Please change "slender branch" to "thin twig" throughout the lines below and reproduce them with everything else untouched.

##############################

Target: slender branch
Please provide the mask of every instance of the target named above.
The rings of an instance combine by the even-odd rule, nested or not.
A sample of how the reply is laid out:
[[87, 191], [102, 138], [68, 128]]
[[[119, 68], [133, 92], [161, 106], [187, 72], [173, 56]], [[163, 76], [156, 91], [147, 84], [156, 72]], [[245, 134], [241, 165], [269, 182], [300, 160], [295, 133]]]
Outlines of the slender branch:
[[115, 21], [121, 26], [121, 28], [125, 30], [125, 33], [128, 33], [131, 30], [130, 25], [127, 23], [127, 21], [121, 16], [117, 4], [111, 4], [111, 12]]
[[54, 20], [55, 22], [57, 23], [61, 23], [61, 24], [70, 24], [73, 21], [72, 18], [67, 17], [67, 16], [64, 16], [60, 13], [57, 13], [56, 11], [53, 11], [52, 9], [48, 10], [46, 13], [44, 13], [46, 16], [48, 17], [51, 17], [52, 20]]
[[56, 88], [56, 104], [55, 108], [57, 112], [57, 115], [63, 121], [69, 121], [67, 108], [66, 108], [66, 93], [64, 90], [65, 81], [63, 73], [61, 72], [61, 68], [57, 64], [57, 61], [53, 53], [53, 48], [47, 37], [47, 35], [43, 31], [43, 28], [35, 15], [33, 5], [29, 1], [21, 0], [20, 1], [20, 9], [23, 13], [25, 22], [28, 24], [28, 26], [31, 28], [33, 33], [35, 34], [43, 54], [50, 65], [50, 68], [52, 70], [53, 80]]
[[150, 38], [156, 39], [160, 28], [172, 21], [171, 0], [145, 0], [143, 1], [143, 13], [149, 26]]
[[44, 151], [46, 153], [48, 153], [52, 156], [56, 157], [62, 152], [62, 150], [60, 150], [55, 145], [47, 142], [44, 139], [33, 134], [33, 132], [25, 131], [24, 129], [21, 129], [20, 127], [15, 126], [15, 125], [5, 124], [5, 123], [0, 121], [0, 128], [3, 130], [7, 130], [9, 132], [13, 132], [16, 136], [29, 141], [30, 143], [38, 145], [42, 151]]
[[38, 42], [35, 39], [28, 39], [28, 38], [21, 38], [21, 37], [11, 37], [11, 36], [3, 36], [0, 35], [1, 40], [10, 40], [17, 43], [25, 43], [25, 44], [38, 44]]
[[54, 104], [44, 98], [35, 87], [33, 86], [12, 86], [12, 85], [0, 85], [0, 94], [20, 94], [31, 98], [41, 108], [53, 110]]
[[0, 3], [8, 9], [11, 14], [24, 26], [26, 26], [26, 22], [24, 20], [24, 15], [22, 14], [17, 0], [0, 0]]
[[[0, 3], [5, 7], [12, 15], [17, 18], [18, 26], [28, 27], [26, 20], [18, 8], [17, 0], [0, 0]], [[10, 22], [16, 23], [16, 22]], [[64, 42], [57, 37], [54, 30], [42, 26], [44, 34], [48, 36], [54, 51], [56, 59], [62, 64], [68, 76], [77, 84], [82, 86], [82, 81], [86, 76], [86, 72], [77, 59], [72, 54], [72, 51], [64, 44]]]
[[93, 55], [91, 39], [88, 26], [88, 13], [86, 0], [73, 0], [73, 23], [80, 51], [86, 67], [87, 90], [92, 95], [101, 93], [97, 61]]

##############################

### [SOLUTION TO THE EXERCISE]
Target: thin twig
Please provide the mask of every instance of the target named above.
The rings of an instance combine by the even-odd rule, nested or not.
A sample of how the reply is laid out:
[[87, 191], [102, 138], [68, 128]]
[[[119, 68], [133, 92], [161, 106], [187, 72], [173, 56]], [[163, 76], [156, 91], [147, 84], [156, 72]], [[245, 134], [241, 165], [269, 182], [300, 160], [295, 133]]]
Outlines of the thin twig:
[[115, 21], [121, 26], [121, 28], [125, 30], [125, 33], [128, 33], [131, 30], [130, 25], [127, 23], [127, 21], [121, 16], [117, 4], [111, 4], [111, 12]]
[[54, 20], [55, 22], [57, 23], [61, 23], [61, 24], [70, 24], [73, 21], [72, 18], [67, 17], [67, 16], [64, 16], [60, 13], [57, 13], [56, 11], [53, 11], [52, 9], [48, 10], [46, 13], [44, 13], [46, 16], [48, 17], [51, 17], [52, 20]]
[[56, 88], [56, 104], [55, 108], [57, 112], [57, 115], [63, 121], [69, 121], [67, 108], [66, 108], [66, 93], [64, 90], [65, 81], [63, 73], [61, 72], [61, 68], [57, 64], [57, 61], [53, 53], [53, 48], [47, 37], [47, 35], [43, 31], [43, 28], [35, 15], [33, 5], [29, 1], [21, 0], [20, 1], [20, 9], [23, 13], [25, 22], [28, 24], [28, 26], [31, 28], [33, 33], [35, 34], [43, 54], [50, 65], [50, 68], [52, 70], [53, 80]]
[[150, 38], [156, 39], [160, 28], [172, 21], [171, 0], [145, 0], [143, 1], [143, 13], [149, 26]]
[[44, 151], [46, 153], [48, 153], [52, 156], [56, 157], [62, 152], [62, 150], [60, 150], [55, 145], [47, 142], [44, 139], [33, 134], [33, 132], [25, 131], [24, 129], [21, 129], [20, 127], [15, 126], [15, 125], [5, 124], [5, 123], [0, 121], [0, 128], [3, 130], [7, 130], [9, 132], [13, 132], [16, 136], [29, 141], [30, 143], [38, 145], [42, 151]]
[[38, 42], [35, 39], [28, 39], [28, 38], [21, 38], [21, 37], [11, 37], [11, 36], [3, 36], [0, 35], [1, 40], [10, 40], [17, 43], [25, 43], [25, 44], [38, 44]]
[[54, 104], [44, 98], [35, 87], [33, 86], [12, 86], [12, 85], [0, 85], [0, 94], [20, 94], [31, 98], [41, 108], [53, 110]]
[[0, 3], [8, 9], [11, 14], [24, 26], [26, 26], [26, 22], [24, 20], [24, 15], [22, 14], [17, 0], [0, 0]]
[[[0, 3], [5, 7], [12, 15], [17, 18], [18, 26], [28, 27], [26, 20], [18, 8], [17, 0], [0, 0]], [[10, 22], [16, 23], [16, 22]], [[64, 42], [57, 37], [54, 30], [42, 26], [44, 34], [48, 36], [54, 51], [56, 59], [62, 64], [68, 76], [77, 84], [82, 86], [82, 81], [86, 76], [86, 72], [77, 59], [72, 54], [72, 51], [64, 44]]]
[[93, 55], [91, 39], [88, 26], [88, 13], [86, 0], [73, 0], [73, 23], [80, 51], [86, 67], [87, 90], [92, 95], [101, 93], [97, 61]]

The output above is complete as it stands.